··· Document excerpt

To whit: digest-size books featuring new (to American audiences, anyway) characters, sold through bookstores. Perhaps promoted through free online webcomics or as tie-ins with cartoons or toys. Digest-sized books are convenient and reasonably priced.
Another possibility is something like an anthology magazine, that runs comics along with pop culture magazine content: music reviews, articles on videogames, celebrity interviews, etc. The magazine format would get it into bookstores and newsstands, the non-comics content would draw in new readers, advertising in the magazine would subsidize the production expenses, and then the comics could be collected in digests or TPBs.

······
··· Dataset records

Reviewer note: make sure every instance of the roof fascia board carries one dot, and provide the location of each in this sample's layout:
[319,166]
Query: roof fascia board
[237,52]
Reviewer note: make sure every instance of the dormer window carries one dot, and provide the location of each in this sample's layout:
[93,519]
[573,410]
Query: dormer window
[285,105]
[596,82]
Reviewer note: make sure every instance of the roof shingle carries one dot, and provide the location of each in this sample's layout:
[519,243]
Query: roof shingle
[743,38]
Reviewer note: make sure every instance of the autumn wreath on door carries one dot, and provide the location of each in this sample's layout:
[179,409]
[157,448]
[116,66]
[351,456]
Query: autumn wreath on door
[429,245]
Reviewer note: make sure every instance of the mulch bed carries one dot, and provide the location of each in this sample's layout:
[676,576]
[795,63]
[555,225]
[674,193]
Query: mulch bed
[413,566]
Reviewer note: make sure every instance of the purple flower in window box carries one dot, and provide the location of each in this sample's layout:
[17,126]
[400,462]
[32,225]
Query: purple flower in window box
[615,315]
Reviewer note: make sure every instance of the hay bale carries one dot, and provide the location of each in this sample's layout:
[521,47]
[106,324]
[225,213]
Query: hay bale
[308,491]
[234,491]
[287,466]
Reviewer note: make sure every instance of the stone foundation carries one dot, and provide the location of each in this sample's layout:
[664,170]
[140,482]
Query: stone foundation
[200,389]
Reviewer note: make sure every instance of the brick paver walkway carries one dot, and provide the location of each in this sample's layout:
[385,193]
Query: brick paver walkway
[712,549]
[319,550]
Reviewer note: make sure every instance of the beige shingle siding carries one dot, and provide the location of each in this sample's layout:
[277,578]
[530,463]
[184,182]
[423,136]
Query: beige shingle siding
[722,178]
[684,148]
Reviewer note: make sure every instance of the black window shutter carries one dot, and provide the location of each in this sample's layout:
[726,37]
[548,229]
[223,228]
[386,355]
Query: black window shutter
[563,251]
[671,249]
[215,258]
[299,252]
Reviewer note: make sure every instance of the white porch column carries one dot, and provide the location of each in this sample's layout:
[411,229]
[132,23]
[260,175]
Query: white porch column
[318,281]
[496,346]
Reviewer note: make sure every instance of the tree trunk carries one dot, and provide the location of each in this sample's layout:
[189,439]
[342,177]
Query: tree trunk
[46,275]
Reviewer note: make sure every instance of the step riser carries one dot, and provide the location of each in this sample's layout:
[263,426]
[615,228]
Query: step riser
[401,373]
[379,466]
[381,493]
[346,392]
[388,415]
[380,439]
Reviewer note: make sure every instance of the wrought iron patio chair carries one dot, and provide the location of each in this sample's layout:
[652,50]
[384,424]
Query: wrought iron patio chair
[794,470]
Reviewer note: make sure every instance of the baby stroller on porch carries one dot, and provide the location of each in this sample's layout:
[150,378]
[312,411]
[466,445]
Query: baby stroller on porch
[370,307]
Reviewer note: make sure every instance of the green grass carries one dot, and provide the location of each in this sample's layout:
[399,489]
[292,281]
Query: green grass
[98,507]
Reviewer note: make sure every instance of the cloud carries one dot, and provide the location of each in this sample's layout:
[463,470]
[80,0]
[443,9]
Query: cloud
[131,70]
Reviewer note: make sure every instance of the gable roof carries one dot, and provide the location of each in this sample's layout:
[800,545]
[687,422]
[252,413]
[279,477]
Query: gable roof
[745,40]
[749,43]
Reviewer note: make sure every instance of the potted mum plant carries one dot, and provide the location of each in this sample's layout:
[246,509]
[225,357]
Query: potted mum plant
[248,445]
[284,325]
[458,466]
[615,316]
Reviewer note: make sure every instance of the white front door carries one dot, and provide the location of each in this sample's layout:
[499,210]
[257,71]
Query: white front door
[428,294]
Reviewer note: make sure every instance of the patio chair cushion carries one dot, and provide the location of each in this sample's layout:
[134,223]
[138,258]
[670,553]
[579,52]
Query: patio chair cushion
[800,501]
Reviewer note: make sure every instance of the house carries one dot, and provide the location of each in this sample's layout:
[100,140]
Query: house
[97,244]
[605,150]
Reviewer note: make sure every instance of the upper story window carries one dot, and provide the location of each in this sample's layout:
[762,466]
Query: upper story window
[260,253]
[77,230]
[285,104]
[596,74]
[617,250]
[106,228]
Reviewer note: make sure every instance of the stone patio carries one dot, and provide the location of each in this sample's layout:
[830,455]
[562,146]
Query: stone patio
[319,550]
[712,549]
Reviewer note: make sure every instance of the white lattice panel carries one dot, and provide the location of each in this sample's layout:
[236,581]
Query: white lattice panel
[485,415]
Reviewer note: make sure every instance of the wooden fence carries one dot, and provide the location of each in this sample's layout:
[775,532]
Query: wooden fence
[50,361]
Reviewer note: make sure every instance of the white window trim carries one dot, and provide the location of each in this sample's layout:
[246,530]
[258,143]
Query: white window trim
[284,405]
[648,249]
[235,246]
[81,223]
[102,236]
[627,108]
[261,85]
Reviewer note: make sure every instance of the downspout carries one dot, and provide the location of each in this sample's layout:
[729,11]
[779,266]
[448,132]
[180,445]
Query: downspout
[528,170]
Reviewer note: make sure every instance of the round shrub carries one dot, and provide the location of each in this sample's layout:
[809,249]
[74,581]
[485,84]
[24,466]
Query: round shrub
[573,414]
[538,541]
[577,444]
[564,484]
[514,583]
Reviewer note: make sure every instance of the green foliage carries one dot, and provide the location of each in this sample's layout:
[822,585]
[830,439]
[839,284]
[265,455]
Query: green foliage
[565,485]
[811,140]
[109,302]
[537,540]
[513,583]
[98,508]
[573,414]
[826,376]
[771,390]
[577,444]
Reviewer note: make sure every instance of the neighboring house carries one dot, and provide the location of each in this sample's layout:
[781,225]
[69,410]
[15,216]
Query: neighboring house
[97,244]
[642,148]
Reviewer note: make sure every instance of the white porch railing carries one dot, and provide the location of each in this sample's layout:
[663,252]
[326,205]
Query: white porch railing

······

## Instructions
**1.** According to the excerpt on comics formats, what would cover the production expenses of the proposed anthology magazine?
**2.** Carry on the excerpt about comics formats, starting right after its final sentence.

## Answer set
**1.** Advertising in the magazine would subsidize the production expenses.

**2.**
Spinner racks in Wal-Mart might look promising, but they're not. Even if you were to downgrade the paper stock, monthly comics would still be overpriced. Also, Wal-Mart's content restrictions would kill any moves towards diversity, and leave the books too tepid to appeal to young people. You'd end up with the same problem the music industry has now: no one wants to buy the new 50 Cent CD at Wal-Mart, because it's overpriced and they only have the "clean" version. Why spend too much for the neutered version when you can go online and download the "dirty" version for free, along with a bunch of other stuff Wal-Mart would never carry?
Spinner racks at Wal-Mart are probably the best option for monthlies, but they're still not that good. Consequently, I don't think the monthly comic as a format has much of a future.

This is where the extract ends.